■ Aim A ■
In the question about storable vector instances, which option does the author use to compile the code?

— BEGIN Text —

Optimization suggestions when writing storable vector definition for union struct

710 Views Asked by At

I wrote a storable vector instance for the data type below (original question here):

data Atoms = I GHC.Int.Int32 | S GHC.Int.Int16

The code for defining those instances for Storable vector is below. While I am getting very good performance with the code below, I am very much interested in generic suggestions to improve the performance of that storable instance. By generic suggestion, I mean the following:

  • It is not specific to a GHC compiler version. You can assume GHC 6.12.3+ to exclude performance bugs if any present in earlier versions, and relevant to the code here.
  • Platform-specific suggestions are ok. You may assume x86_64 Linux platform.
  • A generic suggestion more in the form of algorithm improvement (big O) is very much valued, than a suggestion that exploits hardware-specific optimizations. But, given a basic operation like peek/poke here, there is not much scope for algorithmic improvement, as far as I can tell (and hence more valuable because it is a scarce commodity :)
  • Compiler flags for x86_64 are acceptable (e.g., telling compiler about removing floating point safe check etc.). I am using "-O2 --make" option to compile the code.

If there is any known good library source code that does similar thing (i.e., define storable instances for union/recursive data types), I will be very much interested in checking them.

import Data.Vector.Storable
import qualified Data.Vector.Storable as V
import Foreign
import Foreign.C.Types
import GHC.Int

data Atoms = I GHC.Int.Int32 | S GHC.Int.Int16
                deriving (Show)

instance Storable Atoms where
  sizeOf _ = 1 + sizeOf (undefined :: Int32)
  alignment _ = 1 + alignment (undefined :: Int32)

  {-# INLINE peek #-}
  peek p = do
            let p1 = (castPtr p::Ptr Word8) `plusPtr` 1 -- get pointer to start of the    element. First byte is type of element
            t <- peek (castPtr p::Ptr Word8)
            case t of
              0 -> do
                    x <- peekElemOff (castPtr p1 :: Ptr GHC.Int.Int32) 0
                    return (I x)
              1 -> do
                    x <- peekElemOff (castPtr p1 :: Ptr GHC.Int.Int16) 0
                    return (S x)

— END Text —
— BEGIN Data listing —

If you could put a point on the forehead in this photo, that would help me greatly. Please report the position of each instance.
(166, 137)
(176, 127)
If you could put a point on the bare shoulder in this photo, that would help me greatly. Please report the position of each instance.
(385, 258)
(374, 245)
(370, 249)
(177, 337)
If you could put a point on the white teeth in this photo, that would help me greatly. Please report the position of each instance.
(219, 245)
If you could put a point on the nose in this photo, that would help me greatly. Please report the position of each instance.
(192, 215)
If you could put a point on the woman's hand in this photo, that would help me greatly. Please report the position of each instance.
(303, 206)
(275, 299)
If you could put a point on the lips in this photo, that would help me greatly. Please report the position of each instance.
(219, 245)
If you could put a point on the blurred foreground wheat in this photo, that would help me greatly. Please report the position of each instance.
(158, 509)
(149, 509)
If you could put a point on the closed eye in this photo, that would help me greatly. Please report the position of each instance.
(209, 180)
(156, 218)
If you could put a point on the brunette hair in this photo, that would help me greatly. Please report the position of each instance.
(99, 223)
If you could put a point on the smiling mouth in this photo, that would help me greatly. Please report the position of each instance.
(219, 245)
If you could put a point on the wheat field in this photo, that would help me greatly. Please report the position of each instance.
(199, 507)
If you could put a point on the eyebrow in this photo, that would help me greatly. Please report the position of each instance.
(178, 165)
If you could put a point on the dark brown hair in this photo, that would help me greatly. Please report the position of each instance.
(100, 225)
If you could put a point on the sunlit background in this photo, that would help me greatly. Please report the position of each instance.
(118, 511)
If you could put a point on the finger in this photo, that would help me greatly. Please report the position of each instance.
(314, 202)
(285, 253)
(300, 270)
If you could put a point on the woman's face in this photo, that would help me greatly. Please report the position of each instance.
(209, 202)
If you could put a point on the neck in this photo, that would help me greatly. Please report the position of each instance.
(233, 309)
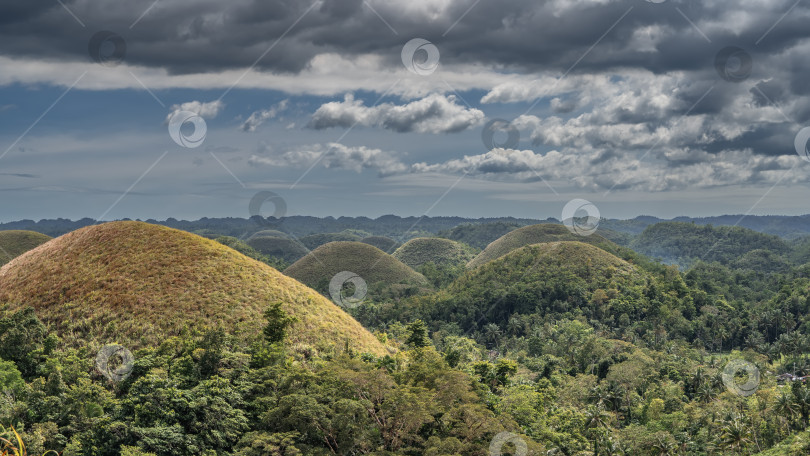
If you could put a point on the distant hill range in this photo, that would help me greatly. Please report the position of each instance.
(401, 229)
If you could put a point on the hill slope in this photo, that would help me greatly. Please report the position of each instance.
(286, 248)
(554, 280)
(14, 243)
(383, 243)
(438, 251)
(89, 284)
(479, 235)
(313, 241)
(535, 234)
(372, 264)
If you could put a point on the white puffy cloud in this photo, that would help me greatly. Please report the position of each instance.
(331, 156)
(259, 117)
(207, 110)
(433, 114)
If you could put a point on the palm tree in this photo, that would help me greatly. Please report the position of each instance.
(596, 418)
(492, 332)
(705, 393)
(734, 435)
(801, 395)
(664, 447)
(786, 408)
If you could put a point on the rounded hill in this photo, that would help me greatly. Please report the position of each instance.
(563, 279)
(386, 244)
(286, 248)
(438, 251)
(536, 234)
(136, 283)
(313, 241)
(374, 266)
(270, 233)
(685, 243)
(14, 243)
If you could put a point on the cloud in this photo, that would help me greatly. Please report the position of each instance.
(259, 117)
(432, 114)
(205, 110)
(331, 156)
(590, 170)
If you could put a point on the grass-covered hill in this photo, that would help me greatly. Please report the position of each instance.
(270, 233)
(286, 248)
(16, 242)
(376, 267)
(384, 243)
(684, 243)
(479, 235)
(136, 283)
(551, 280)
(536, 234)
(439, 251)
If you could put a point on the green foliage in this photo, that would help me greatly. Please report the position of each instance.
(417, 334)
(24, 340)
(378, 269)
(285, 249)
(278, 322)
(479, 235)
(136, 284)
(569, 347)
(684, 243)
(440, 252)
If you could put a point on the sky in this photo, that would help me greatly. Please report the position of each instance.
(477, 108)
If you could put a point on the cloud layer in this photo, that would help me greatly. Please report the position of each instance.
(432, 114)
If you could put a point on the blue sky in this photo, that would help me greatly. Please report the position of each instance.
(618, 102)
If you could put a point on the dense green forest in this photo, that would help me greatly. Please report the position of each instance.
(554, 348)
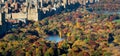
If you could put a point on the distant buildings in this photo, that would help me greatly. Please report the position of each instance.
(22, 10)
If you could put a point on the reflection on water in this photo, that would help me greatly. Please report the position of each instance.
(55, 39)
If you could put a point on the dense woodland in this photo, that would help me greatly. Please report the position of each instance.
(105, 5)
(86, 34)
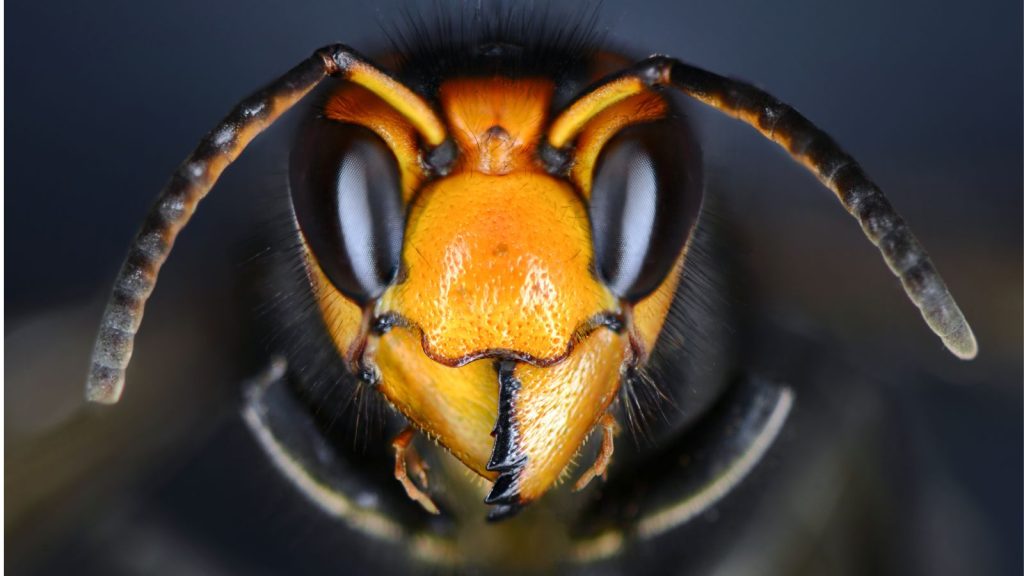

— END Data listing —

■ Aim B ■
List every line of the entries that contains the word "green", treating uppercase and lowercase as different.

■ Written solution A ■
The "-O2 --make" option.

■ Written solution B ■
If you could put a point on the green foliage in this photo, that would help me greatly. Please report the position of each instance.
If you could put a point on the dense green forest in this photo, that would help me greatly. Please report the position of each instance.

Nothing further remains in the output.